**Material to process:**
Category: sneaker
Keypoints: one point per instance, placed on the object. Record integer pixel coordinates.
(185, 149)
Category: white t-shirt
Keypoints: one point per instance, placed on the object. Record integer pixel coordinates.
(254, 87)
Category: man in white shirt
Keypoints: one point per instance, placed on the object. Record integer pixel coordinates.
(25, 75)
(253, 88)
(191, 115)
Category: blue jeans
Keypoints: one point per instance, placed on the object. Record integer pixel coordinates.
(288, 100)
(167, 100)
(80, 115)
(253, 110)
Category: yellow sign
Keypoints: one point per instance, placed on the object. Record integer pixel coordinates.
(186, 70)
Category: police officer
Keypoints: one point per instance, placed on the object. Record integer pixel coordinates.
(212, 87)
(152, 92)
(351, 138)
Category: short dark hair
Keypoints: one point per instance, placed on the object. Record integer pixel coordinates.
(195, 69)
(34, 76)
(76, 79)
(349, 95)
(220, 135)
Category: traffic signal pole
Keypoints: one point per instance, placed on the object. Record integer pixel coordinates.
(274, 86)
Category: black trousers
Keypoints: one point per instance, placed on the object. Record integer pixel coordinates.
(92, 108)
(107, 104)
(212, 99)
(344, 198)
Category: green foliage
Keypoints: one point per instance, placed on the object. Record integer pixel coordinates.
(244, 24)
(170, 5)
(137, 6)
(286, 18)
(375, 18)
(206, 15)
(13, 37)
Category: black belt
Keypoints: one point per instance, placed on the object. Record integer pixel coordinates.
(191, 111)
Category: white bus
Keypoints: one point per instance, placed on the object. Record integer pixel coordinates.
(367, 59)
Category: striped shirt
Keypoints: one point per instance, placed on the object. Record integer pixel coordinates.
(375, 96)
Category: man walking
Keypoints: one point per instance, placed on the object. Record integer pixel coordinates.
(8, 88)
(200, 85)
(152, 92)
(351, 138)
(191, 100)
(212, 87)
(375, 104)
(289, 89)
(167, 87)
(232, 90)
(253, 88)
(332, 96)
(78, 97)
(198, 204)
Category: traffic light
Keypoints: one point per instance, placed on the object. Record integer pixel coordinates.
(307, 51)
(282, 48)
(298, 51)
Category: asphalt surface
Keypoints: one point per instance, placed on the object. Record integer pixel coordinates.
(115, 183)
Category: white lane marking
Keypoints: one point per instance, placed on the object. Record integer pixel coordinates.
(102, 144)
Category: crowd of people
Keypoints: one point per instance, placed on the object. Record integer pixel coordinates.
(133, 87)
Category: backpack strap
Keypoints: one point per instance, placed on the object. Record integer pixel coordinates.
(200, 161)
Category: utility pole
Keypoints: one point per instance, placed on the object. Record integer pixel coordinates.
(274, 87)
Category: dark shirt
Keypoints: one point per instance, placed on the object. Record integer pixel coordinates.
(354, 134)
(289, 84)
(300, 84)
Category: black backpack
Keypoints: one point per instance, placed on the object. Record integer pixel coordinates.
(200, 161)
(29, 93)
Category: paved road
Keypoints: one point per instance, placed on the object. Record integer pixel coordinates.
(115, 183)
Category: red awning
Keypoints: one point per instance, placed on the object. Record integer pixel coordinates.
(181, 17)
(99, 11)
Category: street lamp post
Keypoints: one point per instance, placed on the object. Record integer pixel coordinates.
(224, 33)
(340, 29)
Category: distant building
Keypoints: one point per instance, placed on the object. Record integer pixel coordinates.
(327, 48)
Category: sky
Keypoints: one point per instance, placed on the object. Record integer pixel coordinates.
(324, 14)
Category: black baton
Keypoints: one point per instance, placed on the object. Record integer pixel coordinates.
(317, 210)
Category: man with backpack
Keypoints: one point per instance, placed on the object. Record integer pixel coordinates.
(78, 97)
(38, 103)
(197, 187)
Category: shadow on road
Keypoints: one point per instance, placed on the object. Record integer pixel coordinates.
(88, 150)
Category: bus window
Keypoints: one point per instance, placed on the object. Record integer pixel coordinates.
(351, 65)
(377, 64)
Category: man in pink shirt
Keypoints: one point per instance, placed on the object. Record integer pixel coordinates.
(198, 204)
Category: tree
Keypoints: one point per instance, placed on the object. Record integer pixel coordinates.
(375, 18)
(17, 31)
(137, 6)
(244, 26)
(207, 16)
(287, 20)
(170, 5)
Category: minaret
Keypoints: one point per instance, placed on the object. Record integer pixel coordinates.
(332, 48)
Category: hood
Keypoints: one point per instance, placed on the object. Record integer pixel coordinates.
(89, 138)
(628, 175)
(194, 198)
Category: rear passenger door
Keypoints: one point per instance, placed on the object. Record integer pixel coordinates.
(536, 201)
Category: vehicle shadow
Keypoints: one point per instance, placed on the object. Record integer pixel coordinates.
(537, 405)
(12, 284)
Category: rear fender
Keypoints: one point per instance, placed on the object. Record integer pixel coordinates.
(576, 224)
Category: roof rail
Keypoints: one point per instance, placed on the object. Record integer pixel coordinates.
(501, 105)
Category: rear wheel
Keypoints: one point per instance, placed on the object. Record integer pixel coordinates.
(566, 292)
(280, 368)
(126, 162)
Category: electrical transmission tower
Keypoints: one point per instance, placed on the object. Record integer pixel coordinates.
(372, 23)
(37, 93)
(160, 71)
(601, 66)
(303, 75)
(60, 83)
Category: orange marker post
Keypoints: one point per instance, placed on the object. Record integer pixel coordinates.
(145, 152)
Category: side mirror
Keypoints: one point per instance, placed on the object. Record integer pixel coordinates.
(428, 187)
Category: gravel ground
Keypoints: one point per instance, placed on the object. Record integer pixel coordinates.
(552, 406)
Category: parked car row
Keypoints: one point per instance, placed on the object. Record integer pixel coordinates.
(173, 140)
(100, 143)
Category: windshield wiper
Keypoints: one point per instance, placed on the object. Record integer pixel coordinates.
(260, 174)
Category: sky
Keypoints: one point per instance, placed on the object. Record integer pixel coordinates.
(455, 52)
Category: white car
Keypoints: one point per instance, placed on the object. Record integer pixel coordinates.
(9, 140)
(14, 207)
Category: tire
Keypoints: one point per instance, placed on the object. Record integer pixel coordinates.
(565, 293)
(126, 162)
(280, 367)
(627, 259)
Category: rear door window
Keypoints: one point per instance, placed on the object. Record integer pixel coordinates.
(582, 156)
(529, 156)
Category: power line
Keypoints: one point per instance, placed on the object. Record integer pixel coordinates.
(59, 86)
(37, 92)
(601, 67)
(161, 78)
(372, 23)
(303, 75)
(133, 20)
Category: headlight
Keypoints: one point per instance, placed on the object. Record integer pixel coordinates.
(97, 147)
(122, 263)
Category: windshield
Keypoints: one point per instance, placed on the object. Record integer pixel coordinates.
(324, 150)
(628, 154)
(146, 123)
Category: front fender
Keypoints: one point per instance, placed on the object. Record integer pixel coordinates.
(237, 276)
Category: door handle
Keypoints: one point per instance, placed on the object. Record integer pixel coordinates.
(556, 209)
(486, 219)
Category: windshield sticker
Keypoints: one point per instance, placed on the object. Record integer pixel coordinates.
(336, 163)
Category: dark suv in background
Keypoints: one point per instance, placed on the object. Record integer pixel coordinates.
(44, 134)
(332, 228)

**Instructions to follow:**
Search the lines above for the string "windshield", then show every one that has it.

**Output of the exercise:**
Category: windshield wiper
Category: windshield
Category: windshield sticker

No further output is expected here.